**How to complete this task:**
Your answer is the line containing "pixel coordinates |" plus every line after it through the end of the records, printed exactly and free of pictures.

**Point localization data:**
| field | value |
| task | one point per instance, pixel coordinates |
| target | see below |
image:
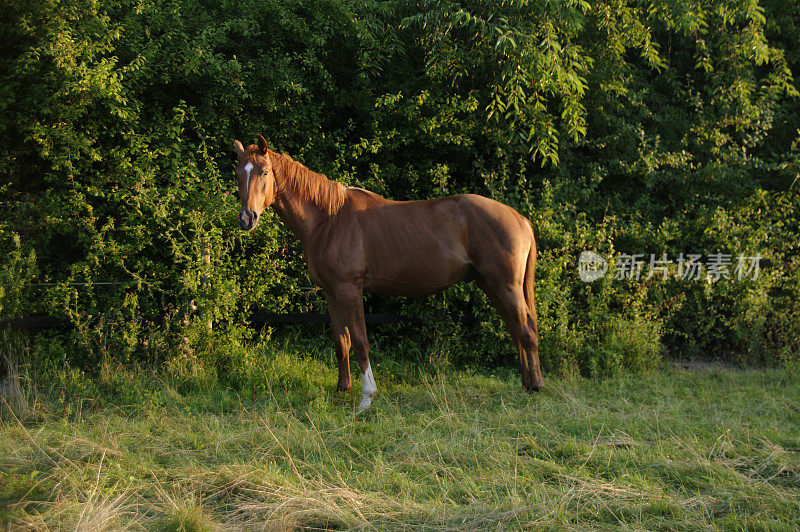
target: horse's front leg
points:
(349, 308)
(341, 341)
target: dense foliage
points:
(653, 127)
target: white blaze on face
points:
(248, 168)
(368, 387)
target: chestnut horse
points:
(355, 241)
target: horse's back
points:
(420, 247)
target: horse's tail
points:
(528, 281)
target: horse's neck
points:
(300, 216)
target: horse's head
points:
(256, 181)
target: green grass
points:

**Result below:**
| task | one point per instance, pixel coordinates |
| target | see below |
image:
target: horse's front leg
points:
(349, 308)
(341, 341)
target: dense foliage
points:
(653, 127)
target: white blaze on face
points:
(248, 168)
(368, 387)
target: chestnut horse
points:
(355, 241)
target: horse's back
points:
(420, 247)
target: horse's tail
points:
(528, 281)
target: horse's neck
points:
(300, 216)
target: horse's head
points:
(256, 181)
target: green grass
points:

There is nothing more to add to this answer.